== What you are asked to do ==
The response has to be every entry, printed word for word.

(Dataset entries)
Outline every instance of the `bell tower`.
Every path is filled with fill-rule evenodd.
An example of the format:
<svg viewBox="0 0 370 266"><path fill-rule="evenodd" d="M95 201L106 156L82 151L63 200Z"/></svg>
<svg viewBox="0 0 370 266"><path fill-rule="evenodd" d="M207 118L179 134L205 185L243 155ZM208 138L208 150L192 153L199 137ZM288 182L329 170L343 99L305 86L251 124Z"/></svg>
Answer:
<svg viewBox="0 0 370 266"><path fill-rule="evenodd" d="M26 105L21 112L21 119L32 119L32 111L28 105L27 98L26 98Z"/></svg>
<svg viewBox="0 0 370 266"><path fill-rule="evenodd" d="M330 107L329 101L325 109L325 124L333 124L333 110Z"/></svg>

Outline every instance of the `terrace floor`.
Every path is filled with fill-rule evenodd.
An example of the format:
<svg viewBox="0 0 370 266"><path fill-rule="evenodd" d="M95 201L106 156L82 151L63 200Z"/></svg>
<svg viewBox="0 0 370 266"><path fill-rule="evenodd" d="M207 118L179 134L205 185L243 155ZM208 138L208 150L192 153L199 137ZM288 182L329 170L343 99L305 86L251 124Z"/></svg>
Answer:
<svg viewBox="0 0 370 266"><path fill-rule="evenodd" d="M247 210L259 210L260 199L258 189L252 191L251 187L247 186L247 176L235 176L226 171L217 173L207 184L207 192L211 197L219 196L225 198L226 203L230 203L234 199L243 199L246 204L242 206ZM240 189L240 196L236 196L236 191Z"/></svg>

== The completed task ==
Outline every instance of the `bell tower`.
Every path is filled with fill-rule evenodd.
An example of the format:
<svg viewBox="0 0 370 266"><path fill-rule="evenodd" d="M95 201L106 156L82 151L63 200Z"/></svg>
<svg viewBox="0 0 370 266"><path fill-rule="evenodd" d="M207 118L179 134L205 185L243 155ZM208 138L208 150L192 153L199 137ZM288 182L329 170L343 99L305 86L251 124Z"/></svg>
Answer:
<svg viewBox="0 0 370 266"><path fill-rule="evenodd" d="M26 105L21 112L21 119L32 119L32 111L28 105L27 98L26 98Z"/></svg>
<svg viewBox="0 0 370 266"><path fill-rule="evenodd" d="M330 107L329 101L325 109L325 124L333 124L333 110Z"/></svg>

Outline every instance of the `terrace floor`.
Every path is filled with fill-rule evenodd.
An example of the format:
<svg viewBox="0 0 370 266"><path fill-rule="evenodd" d="M95 201L106 156L82 151L63 200Z"/></svg>
<svg viewBox="0 0 370 266"><path fill-rule="evenodd" d="M207 118L179 134L205 185L243 155ZM208 138L208 150L192 153L199 137ZM288 182L329 170L343 99L305 86L251 124Z"/></svg>
Answer:
<svg viewBox="0 0 370 266"><path fill-rule="evenodd" d="M247 210L259 210L260 199L258 189L252 191L251 187L247 186L247 176L235 176L226 171L217 173L207 184L207 192L211 197L219 196L225 198L226 203L230 203L234 199L243 199L246 204L242 206ZM240 189L240 196L236 196L236 191Z"/></svg>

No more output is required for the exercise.